» **Excerpt provided**:

>> Begin

Are you talking about 1994? -

He predicted Christ's return in 1994. 

Really wished he hadn't done that. Until then, he was a perfectly fine teacher. Not only that, since then, he took Family Radio with his theology.

However, he hasn't admitted he's wrong. Now Christ has come in judgment against the local congregations. The Holy Spirit had left all local congregations around 1994! He says he wasn't entirely correct - but he was nearly there!

What comes to my mind is this statement by our Christ:

Matt 24:23 - Then if any one says to you, 'Lo, here is the Christ!' or 'There he is!' do not believe it. 

27 For as the lightning comes from the east and shines as far as the west, so will be the coming of the Son of man.

Doesn't that mean that Christ's coming will be physical and obvious?

Wow, and what a picture of lightning!


----------



## Scott Bushey (Apr 24, 2004)

Yea,
He's a wacko. I agree Paul. As I previously stated, one item can cause a domino effect. You know what though........with the same scrutiny, one should apply it to (as Gerstner has noted) the Arminian, Dispensational etc.


----------



## BC (Apr 24, 2004)

[quote:fad274bc3d]
Here is a little project. 

Name the doctrines affected by the view that &quot;the church age is over.&quot;
[/quote:fad274bc3d]

Great that you brought this up Paul - Can we start discussing these? What are the doctrines affected?

Remember that Camping makes a distinction between the corporate 'external' church and the spiritual 'eternal' church. Is there warranty for such a distinction?


----------



## blhowes (Apr 25, 2004)

If I'm not mistaken, Camping believes that this is the time of God's judgment upon the church, the time of the abomination of desolation, the time when Babylon is fallen, the time of the great apostacy. We are to come out from among them (the physical church). When we see the abomination of desolation (in the church) we who are in Judaea (apostasized church) are to flee to the mountains (refuge in God alone).

>> End

» **Provided data**:
>> Begin

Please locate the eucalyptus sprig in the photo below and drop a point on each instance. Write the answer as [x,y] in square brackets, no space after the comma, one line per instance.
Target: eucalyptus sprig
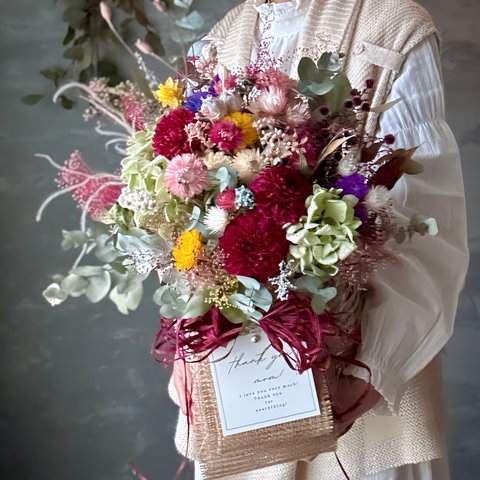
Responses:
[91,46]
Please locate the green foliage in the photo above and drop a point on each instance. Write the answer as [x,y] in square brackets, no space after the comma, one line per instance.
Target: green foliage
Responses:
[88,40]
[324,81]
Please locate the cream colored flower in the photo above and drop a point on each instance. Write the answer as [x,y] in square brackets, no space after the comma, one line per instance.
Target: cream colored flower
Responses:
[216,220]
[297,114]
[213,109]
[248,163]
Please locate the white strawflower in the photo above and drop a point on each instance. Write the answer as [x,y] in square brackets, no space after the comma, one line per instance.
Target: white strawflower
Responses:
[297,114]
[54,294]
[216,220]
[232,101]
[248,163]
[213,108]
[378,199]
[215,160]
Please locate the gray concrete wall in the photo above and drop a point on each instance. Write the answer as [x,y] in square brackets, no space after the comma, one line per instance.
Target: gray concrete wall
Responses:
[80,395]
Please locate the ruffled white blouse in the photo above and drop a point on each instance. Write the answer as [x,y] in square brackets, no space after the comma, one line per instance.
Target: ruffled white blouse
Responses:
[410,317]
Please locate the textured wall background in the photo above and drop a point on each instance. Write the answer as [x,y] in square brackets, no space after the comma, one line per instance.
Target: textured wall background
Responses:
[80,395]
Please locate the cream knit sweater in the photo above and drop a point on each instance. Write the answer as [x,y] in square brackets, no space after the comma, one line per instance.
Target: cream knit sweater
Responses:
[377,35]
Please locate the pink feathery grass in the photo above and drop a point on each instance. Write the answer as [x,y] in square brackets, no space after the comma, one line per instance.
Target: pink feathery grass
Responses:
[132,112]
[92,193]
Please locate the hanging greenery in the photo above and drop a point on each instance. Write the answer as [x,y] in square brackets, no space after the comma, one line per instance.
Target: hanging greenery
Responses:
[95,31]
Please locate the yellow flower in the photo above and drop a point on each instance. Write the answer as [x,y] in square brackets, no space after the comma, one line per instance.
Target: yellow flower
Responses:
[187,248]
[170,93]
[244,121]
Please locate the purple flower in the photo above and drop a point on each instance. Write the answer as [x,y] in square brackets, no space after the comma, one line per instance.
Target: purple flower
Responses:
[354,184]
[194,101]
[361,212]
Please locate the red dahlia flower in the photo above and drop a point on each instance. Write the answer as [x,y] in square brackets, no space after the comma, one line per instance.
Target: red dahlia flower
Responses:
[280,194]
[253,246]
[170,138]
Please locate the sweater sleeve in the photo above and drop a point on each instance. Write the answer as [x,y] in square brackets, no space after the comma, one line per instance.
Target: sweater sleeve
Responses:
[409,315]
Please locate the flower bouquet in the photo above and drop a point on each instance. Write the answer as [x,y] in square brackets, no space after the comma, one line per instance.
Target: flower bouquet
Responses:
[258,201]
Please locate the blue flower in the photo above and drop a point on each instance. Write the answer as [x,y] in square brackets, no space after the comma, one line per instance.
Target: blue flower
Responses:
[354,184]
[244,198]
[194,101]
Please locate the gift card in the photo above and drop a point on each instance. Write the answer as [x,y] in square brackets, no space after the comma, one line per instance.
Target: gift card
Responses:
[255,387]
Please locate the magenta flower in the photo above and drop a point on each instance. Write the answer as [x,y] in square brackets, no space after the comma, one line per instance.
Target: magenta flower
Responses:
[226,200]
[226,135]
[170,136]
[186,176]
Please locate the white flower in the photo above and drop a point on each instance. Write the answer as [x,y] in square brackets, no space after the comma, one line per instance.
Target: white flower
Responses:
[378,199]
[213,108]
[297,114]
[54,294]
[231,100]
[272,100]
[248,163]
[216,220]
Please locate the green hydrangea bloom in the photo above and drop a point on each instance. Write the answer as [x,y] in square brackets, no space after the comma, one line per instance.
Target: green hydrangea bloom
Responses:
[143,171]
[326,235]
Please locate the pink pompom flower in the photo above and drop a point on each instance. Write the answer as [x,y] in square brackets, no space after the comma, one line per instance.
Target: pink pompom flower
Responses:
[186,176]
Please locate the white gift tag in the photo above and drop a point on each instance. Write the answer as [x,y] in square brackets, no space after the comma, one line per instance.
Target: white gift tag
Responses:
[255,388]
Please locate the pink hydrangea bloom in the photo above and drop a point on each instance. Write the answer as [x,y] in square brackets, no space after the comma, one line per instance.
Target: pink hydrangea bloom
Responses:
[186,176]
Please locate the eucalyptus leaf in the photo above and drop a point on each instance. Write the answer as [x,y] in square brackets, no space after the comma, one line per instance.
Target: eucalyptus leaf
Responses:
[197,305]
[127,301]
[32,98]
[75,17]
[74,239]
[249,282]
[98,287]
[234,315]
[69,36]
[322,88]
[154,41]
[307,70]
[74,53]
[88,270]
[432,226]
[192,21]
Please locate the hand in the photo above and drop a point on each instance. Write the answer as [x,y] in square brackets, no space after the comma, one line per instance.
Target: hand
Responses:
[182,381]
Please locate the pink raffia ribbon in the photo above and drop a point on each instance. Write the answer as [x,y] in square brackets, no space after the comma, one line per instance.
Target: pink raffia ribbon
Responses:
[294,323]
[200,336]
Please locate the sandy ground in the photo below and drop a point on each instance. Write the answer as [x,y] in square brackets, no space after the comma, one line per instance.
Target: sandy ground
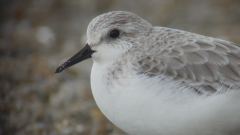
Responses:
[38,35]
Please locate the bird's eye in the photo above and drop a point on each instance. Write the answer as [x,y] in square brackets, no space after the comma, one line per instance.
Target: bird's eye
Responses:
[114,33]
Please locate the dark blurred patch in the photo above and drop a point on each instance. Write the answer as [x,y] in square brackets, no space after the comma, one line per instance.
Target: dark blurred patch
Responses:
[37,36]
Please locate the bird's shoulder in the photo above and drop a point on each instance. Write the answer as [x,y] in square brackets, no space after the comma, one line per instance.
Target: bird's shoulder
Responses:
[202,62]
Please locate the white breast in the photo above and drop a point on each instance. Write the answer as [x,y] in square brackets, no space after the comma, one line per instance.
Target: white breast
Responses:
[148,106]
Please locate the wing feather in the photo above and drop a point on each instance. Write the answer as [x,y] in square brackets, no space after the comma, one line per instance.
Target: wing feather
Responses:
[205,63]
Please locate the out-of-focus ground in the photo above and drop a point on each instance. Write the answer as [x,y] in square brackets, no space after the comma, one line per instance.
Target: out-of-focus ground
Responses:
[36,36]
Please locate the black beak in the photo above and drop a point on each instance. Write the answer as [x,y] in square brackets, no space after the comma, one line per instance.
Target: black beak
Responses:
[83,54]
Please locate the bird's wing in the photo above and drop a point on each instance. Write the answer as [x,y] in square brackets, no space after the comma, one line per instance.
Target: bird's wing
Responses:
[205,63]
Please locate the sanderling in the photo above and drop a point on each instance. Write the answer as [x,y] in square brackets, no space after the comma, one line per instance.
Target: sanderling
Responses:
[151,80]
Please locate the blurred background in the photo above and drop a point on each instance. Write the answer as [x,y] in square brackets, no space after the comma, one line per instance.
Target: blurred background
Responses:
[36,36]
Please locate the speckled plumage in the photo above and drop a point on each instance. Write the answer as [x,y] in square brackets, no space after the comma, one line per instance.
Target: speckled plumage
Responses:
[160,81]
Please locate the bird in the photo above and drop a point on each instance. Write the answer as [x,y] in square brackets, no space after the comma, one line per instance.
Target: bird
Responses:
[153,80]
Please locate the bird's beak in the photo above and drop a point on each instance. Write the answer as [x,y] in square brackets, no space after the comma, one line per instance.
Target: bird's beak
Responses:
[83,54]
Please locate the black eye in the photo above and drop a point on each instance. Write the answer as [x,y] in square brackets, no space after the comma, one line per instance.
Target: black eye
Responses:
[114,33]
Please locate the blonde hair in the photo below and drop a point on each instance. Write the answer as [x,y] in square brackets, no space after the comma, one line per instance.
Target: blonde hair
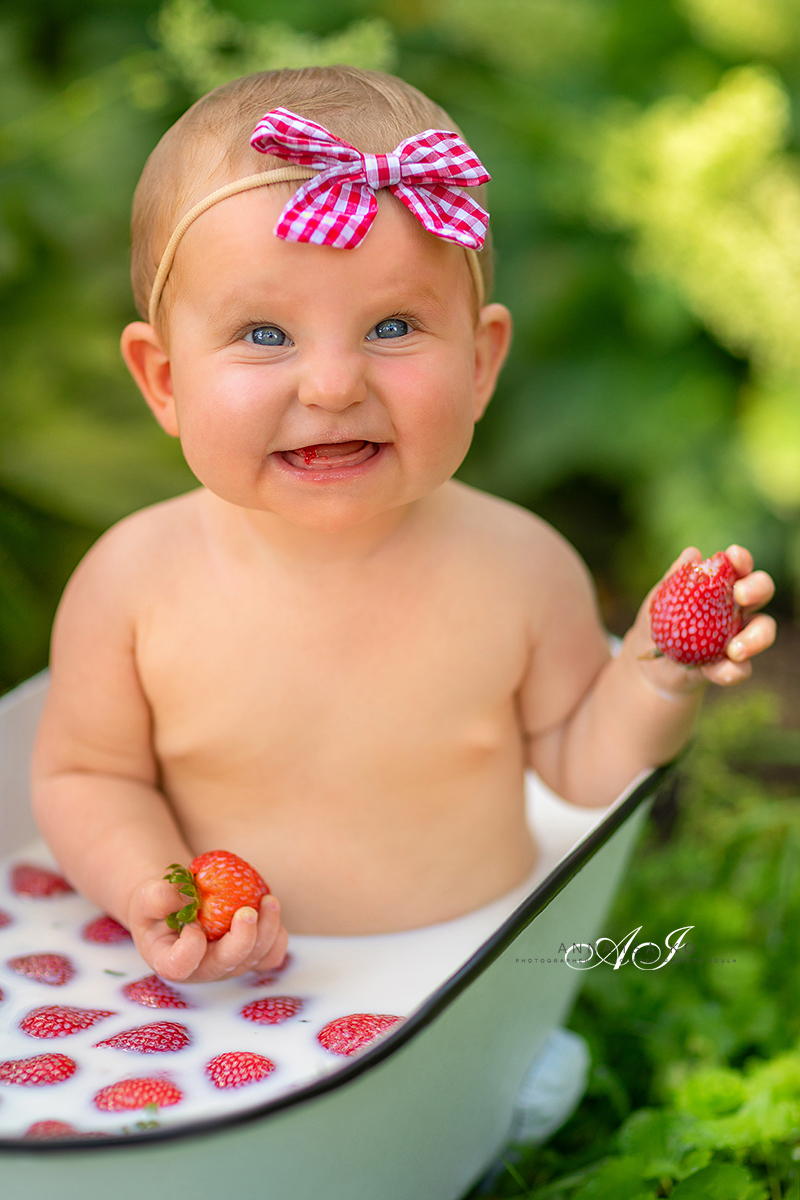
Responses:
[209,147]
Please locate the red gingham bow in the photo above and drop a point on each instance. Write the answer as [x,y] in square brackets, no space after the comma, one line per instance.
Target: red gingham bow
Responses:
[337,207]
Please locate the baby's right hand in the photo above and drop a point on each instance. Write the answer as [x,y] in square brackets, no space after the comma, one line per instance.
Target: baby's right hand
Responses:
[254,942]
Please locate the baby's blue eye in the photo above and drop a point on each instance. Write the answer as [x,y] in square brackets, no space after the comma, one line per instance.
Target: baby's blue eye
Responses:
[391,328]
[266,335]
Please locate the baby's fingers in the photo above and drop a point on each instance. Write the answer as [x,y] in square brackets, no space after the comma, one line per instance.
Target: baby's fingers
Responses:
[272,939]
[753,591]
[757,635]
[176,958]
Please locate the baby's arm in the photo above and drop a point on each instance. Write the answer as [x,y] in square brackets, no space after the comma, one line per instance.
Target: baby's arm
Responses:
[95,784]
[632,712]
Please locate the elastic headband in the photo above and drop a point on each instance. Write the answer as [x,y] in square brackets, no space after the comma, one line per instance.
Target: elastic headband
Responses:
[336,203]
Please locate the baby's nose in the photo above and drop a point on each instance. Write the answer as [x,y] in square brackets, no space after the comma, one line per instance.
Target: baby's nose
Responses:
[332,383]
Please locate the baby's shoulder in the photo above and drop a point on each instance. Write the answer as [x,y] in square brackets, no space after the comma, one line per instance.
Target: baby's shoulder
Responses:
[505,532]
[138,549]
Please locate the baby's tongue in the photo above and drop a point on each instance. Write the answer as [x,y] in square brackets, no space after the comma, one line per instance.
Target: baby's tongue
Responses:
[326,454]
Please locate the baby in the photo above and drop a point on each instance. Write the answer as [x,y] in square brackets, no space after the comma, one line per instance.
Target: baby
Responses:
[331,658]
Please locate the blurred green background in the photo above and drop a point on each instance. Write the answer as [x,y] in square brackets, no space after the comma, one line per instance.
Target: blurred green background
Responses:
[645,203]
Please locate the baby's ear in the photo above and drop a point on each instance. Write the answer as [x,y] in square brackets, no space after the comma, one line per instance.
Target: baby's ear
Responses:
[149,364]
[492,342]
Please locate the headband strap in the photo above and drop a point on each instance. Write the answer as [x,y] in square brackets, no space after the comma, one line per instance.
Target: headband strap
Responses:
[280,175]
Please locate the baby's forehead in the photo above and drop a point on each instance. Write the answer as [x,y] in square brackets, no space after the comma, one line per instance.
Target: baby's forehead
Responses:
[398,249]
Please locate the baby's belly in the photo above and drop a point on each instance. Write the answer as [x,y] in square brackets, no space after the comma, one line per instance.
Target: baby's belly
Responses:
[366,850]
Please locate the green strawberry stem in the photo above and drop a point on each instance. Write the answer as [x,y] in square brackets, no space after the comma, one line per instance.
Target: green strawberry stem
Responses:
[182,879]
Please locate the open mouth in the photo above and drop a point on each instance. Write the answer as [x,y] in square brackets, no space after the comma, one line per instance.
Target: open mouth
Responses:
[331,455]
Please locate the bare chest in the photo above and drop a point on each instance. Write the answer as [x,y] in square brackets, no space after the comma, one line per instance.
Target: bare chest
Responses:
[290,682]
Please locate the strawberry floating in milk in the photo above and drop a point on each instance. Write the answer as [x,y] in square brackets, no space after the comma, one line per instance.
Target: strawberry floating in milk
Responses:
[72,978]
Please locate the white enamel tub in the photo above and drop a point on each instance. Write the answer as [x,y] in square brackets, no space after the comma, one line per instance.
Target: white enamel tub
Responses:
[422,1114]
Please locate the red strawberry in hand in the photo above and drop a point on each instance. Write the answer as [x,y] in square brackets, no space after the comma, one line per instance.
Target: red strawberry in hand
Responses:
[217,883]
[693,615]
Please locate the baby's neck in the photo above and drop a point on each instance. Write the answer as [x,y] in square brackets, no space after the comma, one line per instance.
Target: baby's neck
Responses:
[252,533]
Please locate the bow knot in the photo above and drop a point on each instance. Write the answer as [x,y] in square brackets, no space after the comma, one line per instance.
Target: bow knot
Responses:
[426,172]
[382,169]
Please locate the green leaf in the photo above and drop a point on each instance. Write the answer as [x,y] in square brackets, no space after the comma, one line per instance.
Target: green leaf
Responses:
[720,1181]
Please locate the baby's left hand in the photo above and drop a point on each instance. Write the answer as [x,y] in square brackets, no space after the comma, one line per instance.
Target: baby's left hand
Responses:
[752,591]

>> End

» **Problem**: Reproduce the forum thread above about Camping's 1994 prediction word for word, from start to finish.

» **Exercise solution**:
Are you talking about 1994? -

He predicted Christ's return in 1994. 

Really wished he hadn't done that. Until then, he was a perfectly fine teacher. Not only that, since then, he took Family Radio with his theology.

However, he hasn't admitted he's wrong. Now Christ has come in judgment against the local congregations. The Holy Spirit had left all local congregations around 1994! He says he wasn't entirely correct - but he was nearly there!

What comes to my mind is this statement by our Christ:

Matt 24:23 - Then if any one says to you, 'Lo, here is the Christ!' or 'There he is!' do not believe it. 

27 For as the lightning comes from the east and shines as far as the west, so will be the coming of the Son of man.

Doesn't that mean that Christ's coming will be physical and obvious?

Wow, and what a picture of lightning!


----------



## Scott Bushey (Apr 24, 2004)

Yea,
He's a wacko. I agree Paul. As I previously stated, one item can cause a domino effect. You know what though........with the same scrutiny, one should apply it to (as Gerstner has noted) the Arminian, Dispensational etc.


----------



## BC (Apr 24, 2004)

[quote:fad274bc3d]
Here is a little project. 

Name the doctrines affected by the view that &quot;the church age is over.&quot;
[/quote:fad274bc3d]

Great that you brought this up Paul - Can we start discussing these? What are the doctrines affected?

Remember that Camping makes a distinction between the corporate 'external' church and the spiritual 'eternal' church. Is there warranty for such a distinction?


----------



## blhowes (Apr 25, 2004)

If I'm not mistaken, Camping believes that this is the time of God's judgment upon the church, the time of the abomination of desolation, the time when Babylon is fallen, the time of the great apostacy. We are to come out from among them (the physical church). When we see the abomination of desolation (in the church) we who are in Judaea (apostasized church) are to flee to the mountains (refuge in God alone).